Work item ▸
Your answer should hold exactly the lines from the one containing "point_to(query) locates the pebble" through the end of the material, and no others.

Records provided ▸
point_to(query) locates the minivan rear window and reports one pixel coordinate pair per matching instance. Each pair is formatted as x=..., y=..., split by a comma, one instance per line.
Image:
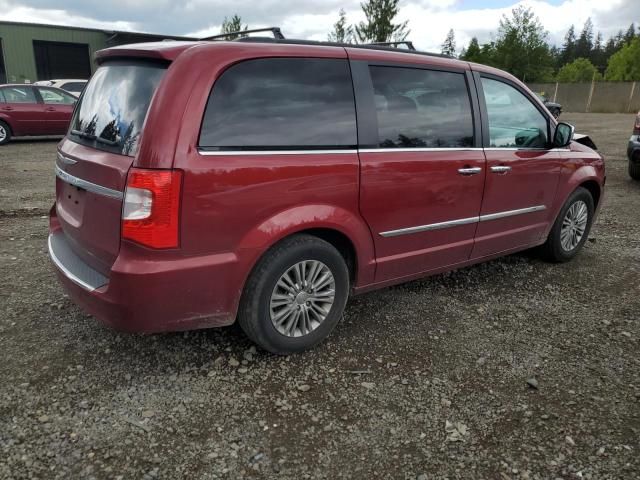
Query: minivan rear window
x=281, y=103
x=114, y=105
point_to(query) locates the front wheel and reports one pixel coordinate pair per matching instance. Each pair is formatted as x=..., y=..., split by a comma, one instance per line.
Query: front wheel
x=571, y=229
x=634, y=169
x=5, y=133
x=295, y=296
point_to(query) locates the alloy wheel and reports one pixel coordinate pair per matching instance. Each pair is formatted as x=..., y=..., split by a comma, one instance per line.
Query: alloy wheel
x=302, y=298
x=574, y=225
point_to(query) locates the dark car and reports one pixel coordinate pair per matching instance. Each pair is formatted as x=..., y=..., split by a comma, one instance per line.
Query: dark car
x=266, y=181
x=633, y=150
x=554, y=108
x=29, y=110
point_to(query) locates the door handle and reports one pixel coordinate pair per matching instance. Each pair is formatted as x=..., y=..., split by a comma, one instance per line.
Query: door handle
x=469, y=170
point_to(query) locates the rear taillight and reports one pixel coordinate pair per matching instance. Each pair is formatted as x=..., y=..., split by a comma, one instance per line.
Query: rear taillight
x=152, y=207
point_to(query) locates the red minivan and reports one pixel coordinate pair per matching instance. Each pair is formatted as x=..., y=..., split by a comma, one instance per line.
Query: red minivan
x=267, y=180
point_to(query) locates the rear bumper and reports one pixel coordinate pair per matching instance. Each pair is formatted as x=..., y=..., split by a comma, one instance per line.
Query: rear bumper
x=633, y=149
x=147, y=296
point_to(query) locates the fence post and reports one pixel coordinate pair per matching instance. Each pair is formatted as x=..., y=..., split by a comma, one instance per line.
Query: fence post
x=593, y=85
x=633, y=89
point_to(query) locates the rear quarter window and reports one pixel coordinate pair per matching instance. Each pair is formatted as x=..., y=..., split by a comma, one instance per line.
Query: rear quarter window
x=281, y=103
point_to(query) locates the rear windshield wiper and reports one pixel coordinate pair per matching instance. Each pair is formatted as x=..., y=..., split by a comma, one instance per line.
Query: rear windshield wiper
x=91, y=136
x=82, y=134
x=105, y=141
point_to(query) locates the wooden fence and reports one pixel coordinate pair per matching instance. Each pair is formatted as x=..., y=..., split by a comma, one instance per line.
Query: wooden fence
x=597, y=97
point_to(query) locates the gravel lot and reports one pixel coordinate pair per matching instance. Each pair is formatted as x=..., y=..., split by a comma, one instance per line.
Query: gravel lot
x=425, y=380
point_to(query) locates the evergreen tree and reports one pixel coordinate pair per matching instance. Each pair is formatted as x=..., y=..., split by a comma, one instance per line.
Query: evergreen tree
x=521, y=46
x=342, y=32
x=379, y=26
x=233, y=25
x=584, y=44
x=568, y=52
x=580, y=70
x=624, y=65
x=449, y=45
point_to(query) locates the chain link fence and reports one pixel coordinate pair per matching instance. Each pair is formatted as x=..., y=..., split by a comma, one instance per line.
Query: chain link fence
x=596, y=97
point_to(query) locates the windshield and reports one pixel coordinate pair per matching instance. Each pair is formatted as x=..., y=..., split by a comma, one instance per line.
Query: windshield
x=114, y=105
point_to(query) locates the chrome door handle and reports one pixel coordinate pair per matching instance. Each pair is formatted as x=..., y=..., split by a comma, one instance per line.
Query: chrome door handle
x=469, y=170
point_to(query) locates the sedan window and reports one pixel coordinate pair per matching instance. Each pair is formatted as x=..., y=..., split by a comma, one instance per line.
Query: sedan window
x=19, y=95
x=57, y=97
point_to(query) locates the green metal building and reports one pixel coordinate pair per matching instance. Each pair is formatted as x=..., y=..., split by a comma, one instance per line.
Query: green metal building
x=31, y=52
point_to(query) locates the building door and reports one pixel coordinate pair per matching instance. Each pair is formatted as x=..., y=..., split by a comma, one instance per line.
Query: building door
x=61, y=60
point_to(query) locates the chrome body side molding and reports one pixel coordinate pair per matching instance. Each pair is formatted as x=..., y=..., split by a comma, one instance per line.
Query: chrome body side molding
x=462, y=221
x=88, y=186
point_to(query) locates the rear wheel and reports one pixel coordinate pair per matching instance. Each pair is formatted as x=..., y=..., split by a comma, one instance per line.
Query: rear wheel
x=295, y=296
x=5, y=133
x=634, y=168
x=571, y=229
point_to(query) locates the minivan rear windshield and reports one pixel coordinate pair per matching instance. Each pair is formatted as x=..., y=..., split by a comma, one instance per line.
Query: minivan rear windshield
x=114, y=105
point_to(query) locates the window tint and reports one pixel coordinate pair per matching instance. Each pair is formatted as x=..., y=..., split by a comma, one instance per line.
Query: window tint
x=514, y=122
x=421, y=108
x=281, y=102
x=19, y=95
x=73, y=86
x=51, y=96
x=114, y=106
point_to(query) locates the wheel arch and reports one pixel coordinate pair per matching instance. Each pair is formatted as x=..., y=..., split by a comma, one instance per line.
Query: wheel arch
x=346, y=231
x=594, y=189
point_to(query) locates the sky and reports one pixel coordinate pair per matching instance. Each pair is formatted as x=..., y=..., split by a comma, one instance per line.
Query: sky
x=429, y=20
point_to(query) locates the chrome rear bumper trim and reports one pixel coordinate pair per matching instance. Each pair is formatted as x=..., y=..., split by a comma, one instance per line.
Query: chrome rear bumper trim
x=462, y=221
x=88, y=186
x=93, y=278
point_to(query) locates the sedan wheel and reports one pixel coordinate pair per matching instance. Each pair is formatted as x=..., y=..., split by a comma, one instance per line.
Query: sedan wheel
x=295, y=295
x=571, y=228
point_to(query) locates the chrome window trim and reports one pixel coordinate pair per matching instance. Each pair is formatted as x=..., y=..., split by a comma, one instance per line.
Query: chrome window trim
x=64, y=270
x=226, y=153
x=85, y=185
x=432, y=226
x=462, y=221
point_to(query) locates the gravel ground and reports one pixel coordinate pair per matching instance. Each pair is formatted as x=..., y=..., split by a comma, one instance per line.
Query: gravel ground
x=513, y=369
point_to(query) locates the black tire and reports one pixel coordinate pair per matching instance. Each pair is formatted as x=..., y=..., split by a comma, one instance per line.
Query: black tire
x=254, y=314
x=4, y=128
x=634, y=169
x=553, y=250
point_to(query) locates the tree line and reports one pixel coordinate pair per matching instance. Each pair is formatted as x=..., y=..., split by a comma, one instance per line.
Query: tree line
x=521, y=45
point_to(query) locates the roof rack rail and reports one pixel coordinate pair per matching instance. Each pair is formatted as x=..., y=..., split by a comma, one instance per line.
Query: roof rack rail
x=277, y=33
x=393, y=44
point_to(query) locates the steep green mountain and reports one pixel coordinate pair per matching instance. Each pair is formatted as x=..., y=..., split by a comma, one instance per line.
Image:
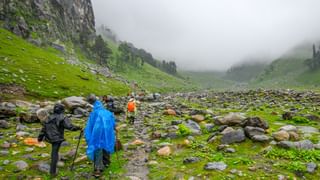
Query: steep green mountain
x=290, y=70
x=208, y=79
x=44, y=72
x=57, y=54
x=246, y=71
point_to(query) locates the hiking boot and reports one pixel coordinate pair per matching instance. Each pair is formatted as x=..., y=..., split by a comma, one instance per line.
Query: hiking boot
x=97, y=173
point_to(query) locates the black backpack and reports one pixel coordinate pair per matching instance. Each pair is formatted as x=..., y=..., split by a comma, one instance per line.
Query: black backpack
x=52, y=128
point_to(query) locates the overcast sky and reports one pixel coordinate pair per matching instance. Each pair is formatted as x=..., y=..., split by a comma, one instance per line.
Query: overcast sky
x=211, y=34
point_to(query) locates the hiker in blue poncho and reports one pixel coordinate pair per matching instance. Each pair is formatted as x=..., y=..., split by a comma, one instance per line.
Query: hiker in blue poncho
x=100, y=135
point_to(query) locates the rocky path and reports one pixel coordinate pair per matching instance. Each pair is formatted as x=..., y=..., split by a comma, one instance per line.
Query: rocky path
x=138, y=157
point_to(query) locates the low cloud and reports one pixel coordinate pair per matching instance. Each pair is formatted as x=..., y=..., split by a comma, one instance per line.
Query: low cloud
x=211, y=34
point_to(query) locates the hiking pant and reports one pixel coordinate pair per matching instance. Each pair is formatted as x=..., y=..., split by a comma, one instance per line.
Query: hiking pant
x=101, y=159
x=54, y=157
x=131, y=117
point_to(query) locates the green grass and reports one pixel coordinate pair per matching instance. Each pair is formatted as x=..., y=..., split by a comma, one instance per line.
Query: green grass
x=44, y=73
x=289, y=71
x=208, y=79
x=155, y=80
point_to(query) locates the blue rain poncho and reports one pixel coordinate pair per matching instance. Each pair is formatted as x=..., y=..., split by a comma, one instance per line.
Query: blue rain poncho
x=99, y=131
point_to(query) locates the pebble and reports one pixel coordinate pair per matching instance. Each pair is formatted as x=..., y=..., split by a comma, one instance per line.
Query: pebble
x=6, y=162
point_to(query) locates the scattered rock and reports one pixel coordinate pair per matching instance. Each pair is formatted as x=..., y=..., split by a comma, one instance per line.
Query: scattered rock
x=293, y=136
x=287, y=115
x=22, y=134
x=311, y=167
x=191, y=160
x=137, y=142
x=222, y=147
x=307, y=130
x=42, y=114
x=61, y=164
x=21, y=127
x=80, y=112
x=227, y=130
x=156, y=135
x=8, y=109
x=65, y=143
x=231, y=119
x=281, y=135
x=165, y=151
x=4, y=124
x=176, y=122
x=44, y=167
x=209, y=127
x=170, y=112
x=260, y=138
x=6, y=162
x=21, y=165
x=232, y=137
x=4, y=153
x=255, y=122
x=304, y=144
x=44, y=155
x=230, y=150
x=198, y=118
x=289, y=128
x=5, y=145
x=312, y=117
x=215, y=166
x=252, y=131
x=153, y=163
x=80, y=159
x=194, y=127
x=73, y=102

Task result ▸
point_to(query) locates the pebble and reports one pixel coordinate pair per matching instance. Each pair is formatted as x=..., y=..., split by a comma, one instance per line.
Query: pebble
x=6, y=162
point_to(query) locates the scattered rock and reports one pixel coordinate pair per matching instance. Each pair is formatted as x=..., y=..., split by a comma, one instance per line.
Query: scattered rock
x=293, y=136
x=287, y=115
x=22, y=134
x=311, y=167
x=191, y=160
x=137, y=142
x=222, y=147
x=307, y=130
x=42, y=114
x=61, y=164
x=21, y=127
x=80, y=112
x=227, y=130
x=156, y=135
x=8, y=109
x=65, y=143
x=231, y=119
x=281, y=135
x=165, y=151
x=4, y=124
x=176, y=122
x=44, y=167
x=209, y=127
x=170, y=112
x=260, y=138
x=6, y=162
x=21, y=165
x=232, y=137
x=4, y=153
x=255, y=122
x=304, y=144
x=44, y=155
x=230, y=150
x=198, y=118
x=289, y=128
x=5, y=145
x=312, y=117
x=215, y=166
x=252, y=131
x=153, y=163
x=80, y=159
x=194, y=127
x=73, y=102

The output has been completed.